● Data to use

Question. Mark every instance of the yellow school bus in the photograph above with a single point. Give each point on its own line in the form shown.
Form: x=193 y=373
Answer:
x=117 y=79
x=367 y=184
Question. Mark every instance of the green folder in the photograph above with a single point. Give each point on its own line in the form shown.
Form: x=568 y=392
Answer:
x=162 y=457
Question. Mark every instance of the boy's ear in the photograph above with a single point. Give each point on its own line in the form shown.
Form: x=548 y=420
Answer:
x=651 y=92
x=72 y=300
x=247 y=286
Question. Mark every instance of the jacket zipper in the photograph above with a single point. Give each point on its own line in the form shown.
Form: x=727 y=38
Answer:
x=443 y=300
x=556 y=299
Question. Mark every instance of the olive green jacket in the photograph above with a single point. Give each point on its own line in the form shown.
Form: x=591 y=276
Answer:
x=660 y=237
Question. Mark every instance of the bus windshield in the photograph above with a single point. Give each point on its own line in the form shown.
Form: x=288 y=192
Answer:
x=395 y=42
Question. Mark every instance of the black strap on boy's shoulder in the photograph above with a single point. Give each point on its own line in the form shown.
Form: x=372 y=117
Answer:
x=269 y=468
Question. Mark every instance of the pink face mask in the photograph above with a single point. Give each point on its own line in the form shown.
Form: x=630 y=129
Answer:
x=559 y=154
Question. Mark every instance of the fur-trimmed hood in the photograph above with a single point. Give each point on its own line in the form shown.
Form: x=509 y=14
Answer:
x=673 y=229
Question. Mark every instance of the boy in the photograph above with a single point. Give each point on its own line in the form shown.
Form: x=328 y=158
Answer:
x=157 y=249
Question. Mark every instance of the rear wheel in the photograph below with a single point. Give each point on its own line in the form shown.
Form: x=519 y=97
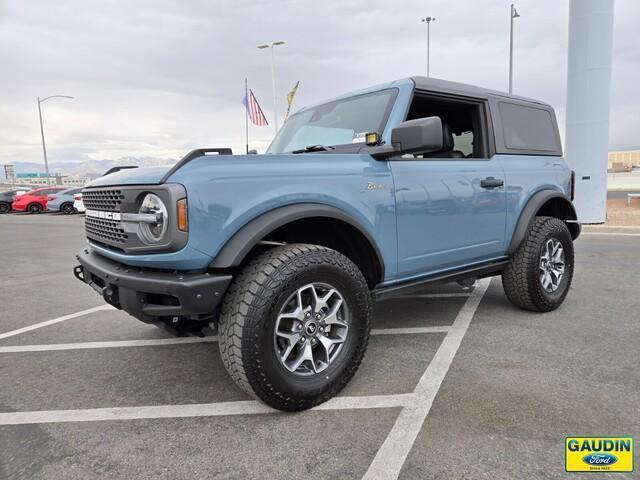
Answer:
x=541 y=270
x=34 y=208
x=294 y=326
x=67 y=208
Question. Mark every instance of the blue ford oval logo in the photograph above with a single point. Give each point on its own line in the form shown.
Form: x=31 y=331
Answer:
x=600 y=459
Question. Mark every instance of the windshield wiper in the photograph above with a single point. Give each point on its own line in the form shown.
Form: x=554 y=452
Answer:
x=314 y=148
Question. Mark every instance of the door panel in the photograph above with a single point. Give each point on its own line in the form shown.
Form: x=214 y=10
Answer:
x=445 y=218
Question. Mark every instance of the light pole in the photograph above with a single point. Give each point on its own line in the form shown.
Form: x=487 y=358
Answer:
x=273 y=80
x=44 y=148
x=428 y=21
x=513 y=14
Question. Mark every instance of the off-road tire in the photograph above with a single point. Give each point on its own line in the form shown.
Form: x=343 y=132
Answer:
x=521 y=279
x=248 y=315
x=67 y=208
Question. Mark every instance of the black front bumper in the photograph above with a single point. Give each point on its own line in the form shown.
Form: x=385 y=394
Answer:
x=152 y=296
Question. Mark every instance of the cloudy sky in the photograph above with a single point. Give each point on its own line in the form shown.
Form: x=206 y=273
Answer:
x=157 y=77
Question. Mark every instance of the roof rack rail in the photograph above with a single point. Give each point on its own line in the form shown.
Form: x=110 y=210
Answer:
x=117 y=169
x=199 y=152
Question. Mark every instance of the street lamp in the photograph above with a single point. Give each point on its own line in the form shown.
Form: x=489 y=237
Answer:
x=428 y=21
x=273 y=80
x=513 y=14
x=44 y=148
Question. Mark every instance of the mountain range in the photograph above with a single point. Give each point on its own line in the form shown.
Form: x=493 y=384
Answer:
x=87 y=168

● Exercise aim
Give back the listing unchanged. Strip out the pictures.

● Answer to this exercise
Question. Mark every instance of the yellow school bus in the photograph above with a single point. Give each point on its own line in the form shown.
Form: x=193 y=373
Answer:
x=117 y=79
x=367 y=184
Question. Mark every instance of the green folder in the photograph above with a single point. Give each point on its own line in the form shown.
Form: x=568 y=392
Answer:
x=162 y=457
Question. Mark every instance of the boy's ear in the photograph above with a single point. Give each point on its own line in the form shown.
Form: x=548 y=420
Answer:
x=651 y=92
x=72 y=300
x=247 y=286
Question. Mark every instance of the jacket zipper in the photograph above with a single point. Give each point on its own line in the form shown.
Form: x=727 y=38
Answer:
x=443 y=300
x=556 y=299
Question. Mark every instance of the olive green jacket in the photograph above with a single point. Give each point on its own line in the form shown.
Form: x=591 y=276
Answer:
x=660 y=237
Question. Mark every instance of the bus windshield in the photograph above with a single point. Give each point on its own line in the form shown.
Form: x=288 y=192
Answer:
x=395 y=42
Question. Mark every instance of the black strap on boy's shoulder in the photograph above with a single point. Give each point on its own line in the form shown.
Form: x=372 y=117
Answer:
x=269 y=468
Question. Mark every instance of the pink face mask in the photograph above with a single point. Give each point on its own line in the form shown.
Form: x=630 y=129
Answer:
x=559 y=154
Question. Mark every instance of the fur-trimmed hood in the photograph above with a single point. Give each point on its own line in the form shown.
Form: x=509 y=14
Answer:
x=673 y=229
Question. Mark every instance of the boy in the photograph above with a single point. Give each point on its own line in the form shown.
Form: x=328 y=158
Answer:
x=157 y=249
Question. Mark every instance of the rear wheel in the photograph below with a single point. Give each point on its own line in the form shown.
Form: x=519 y=97
Answer:
x=541 y=270
x=34 y=208
x=294 y=326
x=67 y=208
Question. Mark every instance of the blue ford oval logo in the photograph above with a single point. Give each point on its own line in the form shown.
Form: x=31 y=331
Answer:
x=600 y=459
Question. Mark every instance of the windshield wiper in the photograph above with a single point. Give each point on its own line in the form shown.
Form: x=554 y=452
Answer:
x=314 y=148
Question. Mark every instance of the door panel in the photograph above with a single point. Give each point on its own line in the form shown.
Form: x=214 y=10
Answer:
x=445 y=218
Question. Mark every instance of the light pole in the photograph above with a single point. Give each point on its own line in the form shown.
Form: x=487 y=358
Answer:
x=273 y=80
x=44 y=148
x=428 y=21
x=513 y=14
Question. Mark every instance of the off-road tire in the photograph above with a single point. Give each point on its own line in the form shown.
Form: x=343 y=132
Answer:
x=521 y=279
x=248 y=315
x=67 y=208
Question. Mark every instance of the black front bumper in the photograph above with a single point. Give each point on its own line in the form shown.
Form: x=385 y=394
Answer:
x=152 y=296
Question. Mark every instance of the cloudy sky in the photograph above with a single point. Give each point on its own line in the form shown.
Form: x=206 y=273
Answer:
x=157 y=77
Question. Mark every instance of the roof rack rail in the photograph above with a single point. Give each point on its own line in the form shown.
Form: x=110 y=210
Answer:
x=117 y=169
x=199 y=152
Question. Mark every instance of the street lamp in the photograph above with a single point. Give each point on its own line in the form shown.
Form: x=489 y=237
Answer:
x=428 y=21
x=273 y=80
x=513 y=14
x=44 y=148
Question. Mark every instance of the mountain range in the photograph above with a single point. Give each point on its own line in the form shown.
Form: x=493 y=384
Answer:
x=87 y=168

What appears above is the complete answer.